WHAT TO DO » Copy the data below exactly.

PROVIDED ENTRIES »
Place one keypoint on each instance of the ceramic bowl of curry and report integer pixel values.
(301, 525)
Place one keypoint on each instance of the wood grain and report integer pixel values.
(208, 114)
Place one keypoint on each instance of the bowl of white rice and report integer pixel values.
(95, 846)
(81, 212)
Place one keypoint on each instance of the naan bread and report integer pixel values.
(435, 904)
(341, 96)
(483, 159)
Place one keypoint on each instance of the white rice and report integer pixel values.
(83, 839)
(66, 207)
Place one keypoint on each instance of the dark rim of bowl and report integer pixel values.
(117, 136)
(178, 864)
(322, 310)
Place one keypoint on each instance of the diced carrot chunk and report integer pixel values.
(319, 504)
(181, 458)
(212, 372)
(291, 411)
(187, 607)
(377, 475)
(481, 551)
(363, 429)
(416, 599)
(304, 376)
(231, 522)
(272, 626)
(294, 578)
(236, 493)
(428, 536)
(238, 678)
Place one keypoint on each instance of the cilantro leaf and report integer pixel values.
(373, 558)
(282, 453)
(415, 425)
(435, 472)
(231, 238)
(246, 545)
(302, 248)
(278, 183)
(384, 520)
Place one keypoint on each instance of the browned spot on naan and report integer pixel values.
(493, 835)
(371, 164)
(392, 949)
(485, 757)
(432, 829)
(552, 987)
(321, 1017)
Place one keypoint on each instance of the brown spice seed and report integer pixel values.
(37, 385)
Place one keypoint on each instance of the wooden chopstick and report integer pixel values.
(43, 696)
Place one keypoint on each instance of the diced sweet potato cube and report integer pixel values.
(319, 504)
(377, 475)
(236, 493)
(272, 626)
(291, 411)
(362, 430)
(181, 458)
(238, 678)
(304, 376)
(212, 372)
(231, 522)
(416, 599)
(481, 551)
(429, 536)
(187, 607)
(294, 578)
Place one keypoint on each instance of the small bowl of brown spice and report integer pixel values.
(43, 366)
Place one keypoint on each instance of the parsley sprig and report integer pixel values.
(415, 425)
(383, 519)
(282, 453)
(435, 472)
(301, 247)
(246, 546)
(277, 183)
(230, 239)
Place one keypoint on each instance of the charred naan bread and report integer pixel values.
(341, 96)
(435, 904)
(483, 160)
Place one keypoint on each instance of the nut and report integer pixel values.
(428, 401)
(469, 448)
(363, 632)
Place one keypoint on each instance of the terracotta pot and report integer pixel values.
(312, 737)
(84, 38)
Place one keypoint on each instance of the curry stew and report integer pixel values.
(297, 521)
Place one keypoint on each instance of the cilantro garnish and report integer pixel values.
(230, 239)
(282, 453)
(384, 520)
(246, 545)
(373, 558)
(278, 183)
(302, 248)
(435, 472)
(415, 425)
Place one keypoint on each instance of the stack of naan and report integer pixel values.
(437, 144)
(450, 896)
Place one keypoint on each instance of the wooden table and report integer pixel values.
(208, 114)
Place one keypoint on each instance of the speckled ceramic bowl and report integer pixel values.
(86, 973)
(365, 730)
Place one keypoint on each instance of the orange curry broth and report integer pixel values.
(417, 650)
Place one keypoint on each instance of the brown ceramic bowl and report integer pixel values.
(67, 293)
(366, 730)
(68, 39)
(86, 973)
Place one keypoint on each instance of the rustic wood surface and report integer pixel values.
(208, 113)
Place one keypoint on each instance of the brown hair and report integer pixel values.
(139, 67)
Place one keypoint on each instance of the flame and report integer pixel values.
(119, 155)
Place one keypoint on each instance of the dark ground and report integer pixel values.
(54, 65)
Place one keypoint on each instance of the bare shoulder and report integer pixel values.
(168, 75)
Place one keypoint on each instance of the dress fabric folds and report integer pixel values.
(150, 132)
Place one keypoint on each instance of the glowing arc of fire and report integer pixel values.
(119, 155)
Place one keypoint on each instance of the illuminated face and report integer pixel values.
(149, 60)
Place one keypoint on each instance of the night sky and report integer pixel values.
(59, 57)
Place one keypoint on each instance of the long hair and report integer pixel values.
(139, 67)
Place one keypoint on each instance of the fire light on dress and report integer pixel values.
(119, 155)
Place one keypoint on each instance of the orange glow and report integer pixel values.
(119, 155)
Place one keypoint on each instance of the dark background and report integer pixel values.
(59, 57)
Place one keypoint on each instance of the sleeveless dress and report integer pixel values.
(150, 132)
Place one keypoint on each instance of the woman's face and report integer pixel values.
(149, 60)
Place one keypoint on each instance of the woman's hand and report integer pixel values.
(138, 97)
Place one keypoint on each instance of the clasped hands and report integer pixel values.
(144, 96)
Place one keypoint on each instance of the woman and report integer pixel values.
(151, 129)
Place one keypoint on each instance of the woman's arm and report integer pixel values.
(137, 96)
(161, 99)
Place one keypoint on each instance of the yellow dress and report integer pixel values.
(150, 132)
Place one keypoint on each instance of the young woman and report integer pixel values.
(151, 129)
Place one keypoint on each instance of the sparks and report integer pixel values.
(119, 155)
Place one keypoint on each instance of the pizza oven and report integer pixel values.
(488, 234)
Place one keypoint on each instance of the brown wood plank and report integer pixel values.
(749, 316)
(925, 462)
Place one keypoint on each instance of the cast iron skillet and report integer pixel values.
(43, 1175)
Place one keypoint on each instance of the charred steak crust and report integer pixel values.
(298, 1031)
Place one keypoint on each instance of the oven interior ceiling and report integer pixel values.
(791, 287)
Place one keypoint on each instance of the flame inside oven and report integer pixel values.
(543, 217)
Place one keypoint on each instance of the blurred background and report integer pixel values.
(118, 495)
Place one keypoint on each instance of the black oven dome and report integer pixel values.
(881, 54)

RESULT »
Place one keypoint on each instance of the ceramic bowl of curry and report integer pixel values.
(301, 525)
Place one keypoint on each instance of the wood grain and report integer pixel values.
(208, 114)
Place one keypoint on each instance of the bowl of white rice and report integer pixel values.
(95, 846)
(81, 212)
Place one keypoint on each instance of the naan bread and report integer pixel values.
(435, 904)
(341, 96)
(483, 159)
Place one keypoint on each instance of the white rice and report integer pixel values.
(83, 839)
(66, 207)
Place one keypoint on each instance of the dark rim of bowl and report integer pixel values.
(117, 136)
(178, 864)
(322, 310)
Place one keypoint on each instance of the diced carrot chunk and report integer pixel values.
(319, 504)
(181, 458)
(212, 372)
(291, 411)
(187, 607)
(377, 475)
(481, 551)
(363, 429)
(416, 599)
(304, 376)
(231, 522)
(272, 626)
(294, 578)
(236, 493)
(428, 536)
(238, 678)
Place one keypoint on each instance of the cilantro leaf and report integer pixel values.
(373, 558)
(282, 453)
(415, 425)
(435, 472)
(231, 238)
(246, 545)
(302, 248)
(278, 183)
(384, 520)
Place one keypoint on each instance of the browned spot on naan and report integer pixel values.
(493, 835)
(371, 164)
(392, 949)
(485, 757)
(432, 829)
(552, 987)
(321, 1017)
Place one keypoint on each instance of the brown spice seed and report integer pixel values.
(37, 385)
Place one keypoint on each instance of the wooden chopstick and report integer pixel values.
(43, 696)
Place one keypoint on each instance of the diced sweet potato cube and report integer pixel values.
(319, 504)
(377, 475)
(236, 493)
(272, 626)
(291, 411)
(362, 430)
(181, 458)
(238, 678)
(304, 376)
(212, 372)
(231, 522)
(416, 599)
(481, 551)
(429, 536)
(187, 607)
(294, 578)
Place one keypoint on each instance of the small bowl of brown spice and report integer pixel values.
(43, 366)
Place one keypoint on each instance of the parsley sprig and report integer pixel values.
(415, 425)
(383, 519)
(282, 453)
(435, 472)
(301, 247)
(246, 546)
(277, 183)
(230, 239)
Place one keypoint on each instance of the charred naan bread and report integer pixel values.
(341, 96)
(435, 904)
(483, 160)
Place one keypoint on each instance of the nut and report integer pixel values.
(428, 401)
(469, 448)
(363, 632)
Place one keypoint on each instance of the terracotta pot and report integer pixel values.
(312, 737)
(84, 38)
Place one keypoint on each instance of the curry stew and report integer pixel values.
(297, 521)
Place one keypoint on each instance of the cilantro garnish and report integer pixel values.
(230, 239)
(282, 453)
(384, 520)
(246, 545)
(373, 558)
(278, 183)
(302, 248)
(435, 472)
(415, 425)
Place one keypoint on each instance of the stack of naan and report integer pixel values.
(437, 144)
(450, 896)
Place one keypoint on each instance of the wooden table and report integer pixel values.
(208, 114)
Place one keypoint on each instance of the speckled ceramic bowl and report integer pixel values.
(86, 973)
(365, 730)
Place one keypoint on each instance of the orange curry broth and report integer pixel values.
(417, 650)
Place one keypoint on each instance of the brown ceramic bowl and report integer pixel values.
(67, 293)
(366, 730)
(68, 39)
(86, 973)
Place one keypoint on each instance of the rustic wood surface and report integer pixel values.
(208, 113)
Place one keypoint on each instance of the brown hair and report integer pixel values.
(139, 67)
Place one keypoint on each instance of the flame and report integer pixel values.
(119, 155)
Place one keypoint on each instance of the dark ground and report integer pixel values.
(54, 65)
Place one keypoint on each instance of the bare shoulder and report integer pixel values.
(168, 75)
Place one keypoint on each instance of the dress fabric folds and report integer pixel values.
(150, 132)
Place one keypoint on each instance of the glowing arc of fire and report integer pixel values.
(119, 155)
Place one keypoint on each instance of the illuminated face and report integer pixel values.
(149, 60)
Place one keypoint on each instance of the night sky and report integer pixel values.
(59, 57)
Place one keypoint on each instance of the long hair and report integer pixel values.
(139, 67)
Place one keypoint on each instance of the fire light on dress and report integer pixel values.
(119, 155)
Place one keypoint on each instance of the orange glow and report integer pixel values.
(119, 155)
Place one keypoint on each instance of the dark background and report integer pixel values.
(59, 57)
Place one keypoint on each instance of the sleeveless dress and report integer pixel values.
(150, 132)
Place one keypoint on each instance of the woman's face and report integer pixel values.
(149, 60)
Place one keypoint on each instance of the woman's hand and report integer pixel values.
(138, 97)
Place one keypoint on each instance of the clasped hands and report integer pixel values.
(144, 96)
Place one keypoint on each instance of the woman and report integer pixel values.
(151, 129)
Place one keypoint on each instance of the woman's arm and report integer pixel values.
(137, 96)
(161, 99)
Place one keypoint on each instance of the yellow dress and report integer pixel values.
(150, 132)
Place one keypoint on each instance of the young woman and report integer pixel values.
(151, 129)
Place one keypoint on each instance of the sparks and report integer pixel values.
(119, 155)
Place one keypoint on each instance of the pizza oven and report integer pixel values.
(488, 234)
Place one keypoint on each instance of the brown wood plank and report integer pixel values.
(749, 316)
(925, 462)
Place one keypoint on each instance of the cast iron skillet and report integer pixel values.
(43, 1175)
Place one keypoint on each instance of the charred steak crust and report integer pixel values.
(298, 1031)
Place one keypoint on each instance of the oven interior ceiling and report integer pixel values.
(791, 287)
Place one keypoint on each instance of the flame inside oven and report integer pixel values.
(543, 217)
Place one keypoint on each instance of the blurred background and report integer pixel values.
(118, 495)
Place one keypoint on each instance of the black oven dome and report integer pixel values.
(881, 54)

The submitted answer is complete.